Exercise brief: Everything from the line holding "Target: clear blue water" through the last line below is needed; please reproduce those lines exactly, adding nothing.

Given data:
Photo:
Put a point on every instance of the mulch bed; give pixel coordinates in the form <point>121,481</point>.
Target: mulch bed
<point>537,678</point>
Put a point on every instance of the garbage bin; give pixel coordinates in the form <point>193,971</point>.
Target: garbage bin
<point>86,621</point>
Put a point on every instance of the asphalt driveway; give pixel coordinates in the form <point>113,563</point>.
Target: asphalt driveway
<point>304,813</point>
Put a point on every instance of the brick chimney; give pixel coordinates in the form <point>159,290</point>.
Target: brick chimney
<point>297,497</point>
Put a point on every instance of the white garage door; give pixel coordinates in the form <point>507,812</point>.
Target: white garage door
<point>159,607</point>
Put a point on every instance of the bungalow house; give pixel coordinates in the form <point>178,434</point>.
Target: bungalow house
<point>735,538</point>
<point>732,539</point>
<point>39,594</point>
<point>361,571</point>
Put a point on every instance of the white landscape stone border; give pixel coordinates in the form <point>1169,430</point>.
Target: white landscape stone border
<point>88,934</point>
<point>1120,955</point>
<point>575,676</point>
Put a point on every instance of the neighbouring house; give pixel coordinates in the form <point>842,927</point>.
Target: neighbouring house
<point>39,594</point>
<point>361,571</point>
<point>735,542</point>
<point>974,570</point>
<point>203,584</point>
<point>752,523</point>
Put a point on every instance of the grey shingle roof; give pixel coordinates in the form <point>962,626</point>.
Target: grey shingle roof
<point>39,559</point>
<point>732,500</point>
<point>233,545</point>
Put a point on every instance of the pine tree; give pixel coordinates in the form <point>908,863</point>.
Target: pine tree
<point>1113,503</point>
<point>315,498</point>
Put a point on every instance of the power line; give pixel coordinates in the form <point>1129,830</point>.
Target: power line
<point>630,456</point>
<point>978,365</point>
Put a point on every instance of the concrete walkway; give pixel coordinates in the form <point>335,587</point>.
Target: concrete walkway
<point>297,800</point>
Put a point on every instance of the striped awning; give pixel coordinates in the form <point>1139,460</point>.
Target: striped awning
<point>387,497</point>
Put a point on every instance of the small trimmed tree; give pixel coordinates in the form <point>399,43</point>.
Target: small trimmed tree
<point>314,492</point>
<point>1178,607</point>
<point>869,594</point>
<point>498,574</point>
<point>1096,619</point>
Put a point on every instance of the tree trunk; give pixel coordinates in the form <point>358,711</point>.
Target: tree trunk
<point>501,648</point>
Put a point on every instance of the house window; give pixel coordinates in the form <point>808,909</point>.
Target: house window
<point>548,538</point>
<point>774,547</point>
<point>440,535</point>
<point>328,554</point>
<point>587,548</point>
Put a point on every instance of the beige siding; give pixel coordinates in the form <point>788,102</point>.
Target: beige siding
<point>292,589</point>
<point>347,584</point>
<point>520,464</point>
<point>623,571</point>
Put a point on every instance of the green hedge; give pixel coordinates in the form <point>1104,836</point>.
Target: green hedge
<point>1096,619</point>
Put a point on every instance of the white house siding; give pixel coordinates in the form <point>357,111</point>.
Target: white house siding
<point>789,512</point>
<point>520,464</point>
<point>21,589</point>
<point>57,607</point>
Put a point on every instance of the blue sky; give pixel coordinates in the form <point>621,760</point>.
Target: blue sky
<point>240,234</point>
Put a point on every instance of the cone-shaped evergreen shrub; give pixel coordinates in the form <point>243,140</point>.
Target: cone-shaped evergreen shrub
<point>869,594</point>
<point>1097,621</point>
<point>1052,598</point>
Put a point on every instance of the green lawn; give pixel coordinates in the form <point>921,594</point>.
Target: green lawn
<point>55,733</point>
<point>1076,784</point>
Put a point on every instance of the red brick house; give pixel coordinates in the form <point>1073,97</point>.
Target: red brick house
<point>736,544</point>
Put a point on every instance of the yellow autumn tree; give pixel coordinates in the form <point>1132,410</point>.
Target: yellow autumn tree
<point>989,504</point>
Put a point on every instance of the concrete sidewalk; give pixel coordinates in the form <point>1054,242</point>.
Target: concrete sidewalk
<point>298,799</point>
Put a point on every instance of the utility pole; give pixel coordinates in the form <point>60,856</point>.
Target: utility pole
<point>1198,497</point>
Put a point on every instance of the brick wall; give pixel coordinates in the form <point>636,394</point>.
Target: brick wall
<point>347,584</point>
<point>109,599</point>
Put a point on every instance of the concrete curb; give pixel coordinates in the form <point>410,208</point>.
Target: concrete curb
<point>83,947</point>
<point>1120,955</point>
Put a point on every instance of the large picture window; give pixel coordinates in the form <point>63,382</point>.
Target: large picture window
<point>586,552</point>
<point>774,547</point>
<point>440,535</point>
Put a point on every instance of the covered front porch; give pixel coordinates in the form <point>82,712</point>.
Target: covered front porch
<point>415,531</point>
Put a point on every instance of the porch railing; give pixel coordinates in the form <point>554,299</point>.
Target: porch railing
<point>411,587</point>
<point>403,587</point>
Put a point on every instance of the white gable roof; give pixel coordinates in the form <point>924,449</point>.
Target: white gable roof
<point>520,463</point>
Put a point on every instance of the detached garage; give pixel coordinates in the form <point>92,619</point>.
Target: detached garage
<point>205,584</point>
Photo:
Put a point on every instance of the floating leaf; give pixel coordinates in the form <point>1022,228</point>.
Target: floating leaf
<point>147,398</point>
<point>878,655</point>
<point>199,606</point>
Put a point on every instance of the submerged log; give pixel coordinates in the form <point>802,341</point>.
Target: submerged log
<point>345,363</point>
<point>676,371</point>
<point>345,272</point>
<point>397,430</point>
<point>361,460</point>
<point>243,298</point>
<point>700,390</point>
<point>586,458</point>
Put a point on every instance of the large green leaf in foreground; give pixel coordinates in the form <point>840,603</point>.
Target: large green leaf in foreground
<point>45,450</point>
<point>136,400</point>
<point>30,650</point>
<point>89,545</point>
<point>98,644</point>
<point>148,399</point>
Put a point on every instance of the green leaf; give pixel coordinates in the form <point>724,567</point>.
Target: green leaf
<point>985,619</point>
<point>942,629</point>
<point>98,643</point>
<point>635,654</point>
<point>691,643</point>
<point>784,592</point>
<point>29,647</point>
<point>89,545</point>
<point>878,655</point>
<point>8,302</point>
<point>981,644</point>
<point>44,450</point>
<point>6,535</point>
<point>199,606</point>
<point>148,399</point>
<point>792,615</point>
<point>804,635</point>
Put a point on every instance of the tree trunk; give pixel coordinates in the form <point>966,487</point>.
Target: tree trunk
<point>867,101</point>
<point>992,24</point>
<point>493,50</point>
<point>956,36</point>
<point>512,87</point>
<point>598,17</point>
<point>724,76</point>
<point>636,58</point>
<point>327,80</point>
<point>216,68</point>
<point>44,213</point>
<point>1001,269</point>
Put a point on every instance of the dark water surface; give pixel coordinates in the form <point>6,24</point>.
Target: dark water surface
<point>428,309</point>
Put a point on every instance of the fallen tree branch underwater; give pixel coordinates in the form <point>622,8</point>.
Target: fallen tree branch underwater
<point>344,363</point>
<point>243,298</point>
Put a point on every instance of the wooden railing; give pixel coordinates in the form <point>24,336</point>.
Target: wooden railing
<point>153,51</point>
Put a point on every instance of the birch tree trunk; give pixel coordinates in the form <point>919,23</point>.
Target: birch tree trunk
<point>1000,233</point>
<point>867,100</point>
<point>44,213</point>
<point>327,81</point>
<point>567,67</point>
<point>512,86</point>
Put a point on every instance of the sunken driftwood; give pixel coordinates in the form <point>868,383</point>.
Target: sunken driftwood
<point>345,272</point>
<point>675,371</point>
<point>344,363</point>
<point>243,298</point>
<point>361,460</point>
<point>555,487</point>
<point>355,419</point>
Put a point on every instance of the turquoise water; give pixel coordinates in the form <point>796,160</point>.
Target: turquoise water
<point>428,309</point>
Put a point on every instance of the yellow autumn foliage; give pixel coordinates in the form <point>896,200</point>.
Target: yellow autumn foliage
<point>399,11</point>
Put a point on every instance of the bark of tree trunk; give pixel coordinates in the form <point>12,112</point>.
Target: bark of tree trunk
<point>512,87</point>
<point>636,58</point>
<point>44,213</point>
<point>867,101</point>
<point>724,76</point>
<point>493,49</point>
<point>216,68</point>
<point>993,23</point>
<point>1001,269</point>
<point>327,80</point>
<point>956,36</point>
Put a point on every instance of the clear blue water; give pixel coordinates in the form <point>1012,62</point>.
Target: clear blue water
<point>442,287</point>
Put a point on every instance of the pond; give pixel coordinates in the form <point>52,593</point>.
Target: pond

Written answer:
Target: clear blue water
<point>442,287</point>
Put a point on every instance of the pond; give pixel coordinates in the form <point>52,593</point>.
Target: pond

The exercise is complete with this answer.